*Exercise aim*: Substitute "Locate" for "Detect" throughout the rows below and write them out again with nothing else altered.

*Rows taken from a collection*:

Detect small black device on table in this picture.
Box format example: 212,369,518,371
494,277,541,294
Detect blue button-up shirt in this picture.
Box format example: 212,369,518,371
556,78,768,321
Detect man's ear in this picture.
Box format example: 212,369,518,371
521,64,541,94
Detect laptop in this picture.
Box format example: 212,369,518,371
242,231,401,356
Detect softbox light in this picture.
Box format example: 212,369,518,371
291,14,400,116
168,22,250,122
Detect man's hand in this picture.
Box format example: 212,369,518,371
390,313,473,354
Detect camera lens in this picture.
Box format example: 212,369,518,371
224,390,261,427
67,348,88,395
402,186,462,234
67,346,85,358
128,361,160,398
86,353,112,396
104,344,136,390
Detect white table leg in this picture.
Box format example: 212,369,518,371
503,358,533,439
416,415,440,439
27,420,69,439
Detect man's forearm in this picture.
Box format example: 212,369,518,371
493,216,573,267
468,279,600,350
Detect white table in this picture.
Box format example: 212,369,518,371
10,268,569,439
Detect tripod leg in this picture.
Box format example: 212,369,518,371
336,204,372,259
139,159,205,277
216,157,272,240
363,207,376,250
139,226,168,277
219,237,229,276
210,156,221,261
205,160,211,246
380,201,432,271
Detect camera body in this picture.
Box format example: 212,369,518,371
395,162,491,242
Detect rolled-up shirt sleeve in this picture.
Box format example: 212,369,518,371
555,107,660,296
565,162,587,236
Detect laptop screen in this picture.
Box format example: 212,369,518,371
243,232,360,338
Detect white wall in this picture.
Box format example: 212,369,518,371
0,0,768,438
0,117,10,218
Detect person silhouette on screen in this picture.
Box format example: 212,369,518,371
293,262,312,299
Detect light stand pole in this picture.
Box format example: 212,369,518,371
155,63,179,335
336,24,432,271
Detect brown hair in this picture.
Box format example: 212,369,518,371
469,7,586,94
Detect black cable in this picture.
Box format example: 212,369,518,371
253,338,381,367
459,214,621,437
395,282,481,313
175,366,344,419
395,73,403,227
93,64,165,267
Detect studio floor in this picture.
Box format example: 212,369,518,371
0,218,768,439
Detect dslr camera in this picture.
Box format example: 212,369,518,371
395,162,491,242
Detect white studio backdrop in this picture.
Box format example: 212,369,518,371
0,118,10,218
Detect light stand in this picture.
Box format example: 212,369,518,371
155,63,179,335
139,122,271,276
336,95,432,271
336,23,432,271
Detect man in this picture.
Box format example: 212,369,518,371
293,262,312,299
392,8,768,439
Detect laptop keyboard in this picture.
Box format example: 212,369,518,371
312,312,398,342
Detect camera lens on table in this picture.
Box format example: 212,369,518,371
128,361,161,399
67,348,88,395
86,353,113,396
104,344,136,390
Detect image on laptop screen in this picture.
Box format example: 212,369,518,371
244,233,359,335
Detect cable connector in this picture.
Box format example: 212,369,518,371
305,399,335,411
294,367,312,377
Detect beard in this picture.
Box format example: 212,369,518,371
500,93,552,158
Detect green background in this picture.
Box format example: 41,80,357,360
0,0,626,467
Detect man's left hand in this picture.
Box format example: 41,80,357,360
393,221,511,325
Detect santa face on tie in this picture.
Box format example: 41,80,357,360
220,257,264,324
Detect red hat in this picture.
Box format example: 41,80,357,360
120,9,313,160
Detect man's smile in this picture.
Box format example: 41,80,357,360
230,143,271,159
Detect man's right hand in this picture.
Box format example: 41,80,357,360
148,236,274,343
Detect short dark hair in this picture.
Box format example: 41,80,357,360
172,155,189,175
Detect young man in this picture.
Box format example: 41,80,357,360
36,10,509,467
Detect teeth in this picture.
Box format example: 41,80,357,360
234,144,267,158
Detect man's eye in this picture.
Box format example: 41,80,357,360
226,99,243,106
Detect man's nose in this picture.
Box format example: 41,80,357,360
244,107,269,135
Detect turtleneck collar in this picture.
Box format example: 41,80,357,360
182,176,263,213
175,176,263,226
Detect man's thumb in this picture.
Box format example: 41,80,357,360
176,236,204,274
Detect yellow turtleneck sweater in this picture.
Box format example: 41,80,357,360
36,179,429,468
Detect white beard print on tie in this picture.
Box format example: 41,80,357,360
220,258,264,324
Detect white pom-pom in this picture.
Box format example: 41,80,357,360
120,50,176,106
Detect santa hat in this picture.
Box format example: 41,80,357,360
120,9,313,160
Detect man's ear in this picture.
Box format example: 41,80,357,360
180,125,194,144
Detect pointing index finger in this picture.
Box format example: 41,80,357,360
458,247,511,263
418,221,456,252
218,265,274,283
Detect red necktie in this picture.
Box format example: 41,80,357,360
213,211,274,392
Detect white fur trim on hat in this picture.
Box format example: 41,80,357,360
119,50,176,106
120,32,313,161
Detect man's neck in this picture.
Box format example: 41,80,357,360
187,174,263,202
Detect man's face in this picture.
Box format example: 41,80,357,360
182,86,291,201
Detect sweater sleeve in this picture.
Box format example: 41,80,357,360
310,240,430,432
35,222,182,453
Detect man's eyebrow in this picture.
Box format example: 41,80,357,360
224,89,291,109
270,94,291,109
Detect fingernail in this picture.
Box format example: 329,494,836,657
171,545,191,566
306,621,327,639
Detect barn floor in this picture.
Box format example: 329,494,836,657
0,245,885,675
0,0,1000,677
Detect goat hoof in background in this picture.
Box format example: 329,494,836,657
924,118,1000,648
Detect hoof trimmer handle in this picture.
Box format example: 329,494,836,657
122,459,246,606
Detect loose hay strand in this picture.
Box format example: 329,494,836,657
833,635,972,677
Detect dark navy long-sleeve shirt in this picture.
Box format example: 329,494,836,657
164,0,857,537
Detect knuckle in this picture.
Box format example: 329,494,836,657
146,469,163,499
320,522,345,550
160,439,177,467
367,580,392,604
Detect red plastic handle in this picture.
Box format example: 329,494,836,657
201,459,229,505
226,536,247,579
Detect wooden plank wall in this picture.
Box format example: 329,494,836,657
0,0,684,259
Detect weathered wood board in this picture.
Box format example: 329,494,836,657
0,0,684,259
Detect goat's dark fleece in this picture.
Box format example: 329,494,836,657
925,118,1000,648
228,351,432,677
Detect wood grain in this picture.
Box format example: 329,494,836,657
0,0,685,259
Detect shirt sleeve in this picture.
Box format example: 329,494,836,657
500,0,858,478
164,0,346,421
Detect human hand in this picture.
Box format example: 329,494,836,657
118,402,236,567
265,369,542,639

*Final answer*:
Locate small black device on table in this picture.
Box format example: 212,369,518,371
494,277,541,294
Locate blue button-up shirt in this picture.
Box format example: 212,369,518,371
556,78,768,321
Locate man's ear in this picture.
Box format example: 212,369,518,371
521,64,541,94
Locate laptop in this picture.
Box format example: 212,369,518,371
242,231,401,356
Locate softbox light in this picture.
Box format example: 212,369,518,371
291,14,400,116
168,22,250,122
Locate man's hand in this picture.
Box format example: 212,369,518,371
390,313,473,354
Locate camera lens in this picture.
Box format example: 212,369,518,371
224,390,261,427
67,348,88,395
402,186,462,234
67,346,85,358
128,361,160,398
86,353,112,396
104,344,136,390
Locate white table leg in this picture.
Box format example: 212,369,518,371
503,358,533,439
416,415,440,439
27,420,69,439
Locate man's forearm in this picture.
Box format example: 212,369,518,371
493,216,573,267
468,279,600,350
Locate white table in this picture.
Box format example: 212,369,518,371
10,268,569,439
Locate tripod leg in this picture.
Box format example: 212,369,518,371
336,204,372,259
139,159,205,277
216,157,272,240
363,207,376,250
139,226,168,277
219,237,229,276
210,156,221,261
205,160,211,246
380,201,432,271
Locate camera body in this picture.
Box format example: 212,369,518,371
395,162,491,242
Locate rolled-up shirt sleeve in this picture.
Box format example: 212,369,518,371
555,107,660,296
565,162,587,236
Locate laptop screen in this picture.
Box format example: 212,369,518,371
243,232,360,338
Locate white wall in this picture.
Box format example: 212,369,518,371
0,0,768,438
0,117,10,218
Locate person silhouette on screen in this picture.
Box format example: 212,369,518,371
293,262,312,299
Locate light stand pole in this picture.
Box format example: 212,369,518,371
155,63,179,335
336,24,432,271
Locate brown hair in this picture.
Box format example: 212,369,518,371
469,7,586,94
Locate black cable in this picture.
Box format example: 212,369,518,371
253,338,381,367
459,214,621,437
395,282,481,313
175,366,344,419
395,73,403,227
93,64,165,267
Locate studio floor in this picture.
Box format example: 212,369,518,371
0,218,768,439
Locate dslr camera in this picture.
Box format example: 212,369,518,371
395,162,491,242
Locate white studio backdrop in this picture.
Box format example: 212,369,518,371
0,118,10,218
Locate light stand in this picture.
Box format example: 212,369,518,371
155,63,179,335
139,122,271,276
336,95,432,271
336,23,432,271
Locate man in this picture.
Box format example: 212,369,518,371
293,262,312,299
392,8,768,439
Locate laptop keyboard in this picture.
Box format example: 212,369,518,371
312,312,398,342
Locate camera lens on table in this picture.
Box format example: 212,369,518,371
128,361,161,399
67,348,88,395
86,353,113,396
104,344,136,390
Locate image on laptop screen in this picture.
Box format example: 212,369,518,371
244,233,359,335
Locate cable connector in this picture.
Box format example: 212,369,518,371
305,399,335,411
294,367,312,377
Locate beard in this picture.
Box format example: 212,369,518,371
500,93,552,158
Locate green background in this picture.
Box format example: 41,80,357,360
0,0,626,467
Locate man's left hand in this picture.
Box format example: 41,80,357,360
393,221,511,325
Locate santa face on tie in this picture.
Box format example: 41,80,357,360
220,257,264,324
Locate red hat in this picture.
Box format example: 41,80,357,360
120,9,313,160
Locate man's smile in this picture.
Box format example: 41,80,357,360
230,143,271,159
Locate man's right hand in this picture.
Box format example: 41,80,357,360
148,236,274,343
Locate short dark hair in this picture.
Box format example: 41,80,357,360
172,155,189,175
Locate young man in this picture.
Box format example: 41,80,357,360
36,10,509,467
Locate teeth in this picture.
Box format example: 41,80,357,360
234,144,267,158
Locate man's eye in this picture.
Box format example: 41,80,357,360
226,99,243,106
Locate man's nose in this picture.
Box format example: 41,80,357,360
244,107,269,135
Locate turtleneck collar in this picture.
Box format example: 41,80,357,360
182,176,263,213
175,176,263,226
Locate man's thumb in this picture.
Box format example: 41,80,357,360
176,236,204,274
Locate yellow turtleneck sweater in this picture.
Box format example: 41,80,357,360
36,179,429,468
Locate white beard print on tie in this picture.
Box format example: 41,80,357,360
220,258,264,324
Locate white pom-pom in this picture.
Box format example: 41,80,357,360
120,50,176,106
Locate santa hat in this picture.
Box format example: 41,80,357,360
120,9,313,160
Locate man's ear in this picture.
Box format example: 41,80,357,360
180,125,194,144
Locate pointing index finger in this picture.
Box format example: 41,80,357,360
458,247,511,263
418,221,456,252
218,265,274,283
Locate red necktie in this picture.
Box format example: 41,80,357,360
213,211,274,392
Locate white fur trim on hat in this picture.
Box format example: 41,80,357,360
119,50,176,106
120,32,313,161
Locate man's neck in this picture.
Box format example: 41,80,357,360
187,174,263,202
Locate man's face in this picture.
Box format example: 41,80,357,360
182,86,291,201
Locate sweater sleeve in this picture.
Box format example: 41,80,357,360
310,240,430,432
35,222,182,453
Locate man's eyebrow in this picture.
Box format example: 41,80,357,360
224,89,291,109
270,94,291,109
Locate fingernail in this picture.
Box format example: 329,494,836,657
171,545,191,566
306,621,327,639
Locate barn floor in this picture.
Box format example: 329,494,836,657
0,245,885,675
0,0,1000,677
Locate goat hoof in background in this picture.
Box format example: 329,494,836,657
924,118,1000,648
Locate hoof trimmer handle in this picture.
Box format example: 329,494,836,657
122,459,246,606
Locate loose hay strand in this picture.
Box format example: 329,494,836,657
833,635,972,677
Locate dark navy long-sleeve shirt in this picture.
Box format example: 329,494,836,657
164,0,857,537
Locate knuckle in this picture.
Box format example: 329,494,836,657
146,469,163,499
320,522,345,550
160,439,177,467
367,580,392,604
Locate red plastic handle in this picture.
Box format example: 329,494,836,657
201,459,229,505
226,536,247,579
Locate wooden plank wall in this picture.
Box format example: 329,494,836,657
0,0,684,259
Locate weathered wood board in this picture.
Box format example: 329,494,836,657
0,0,684,259
Locate goat's dark fleece in this picture.
Box format example: 329,494,836,657
925,118,1000,648
228,351,432,677
Locate wood grain in this picture.
Box format example: 329,494,836,657
0,0,685,259
Locate shirt sleeve in this picture.
Box format example: 329,494,836,657
500,0,858,478
164,0,346,421
Locate human hand in this picture.
Box format example: 329,494,836,657
118,402,236,567
265,369,542,639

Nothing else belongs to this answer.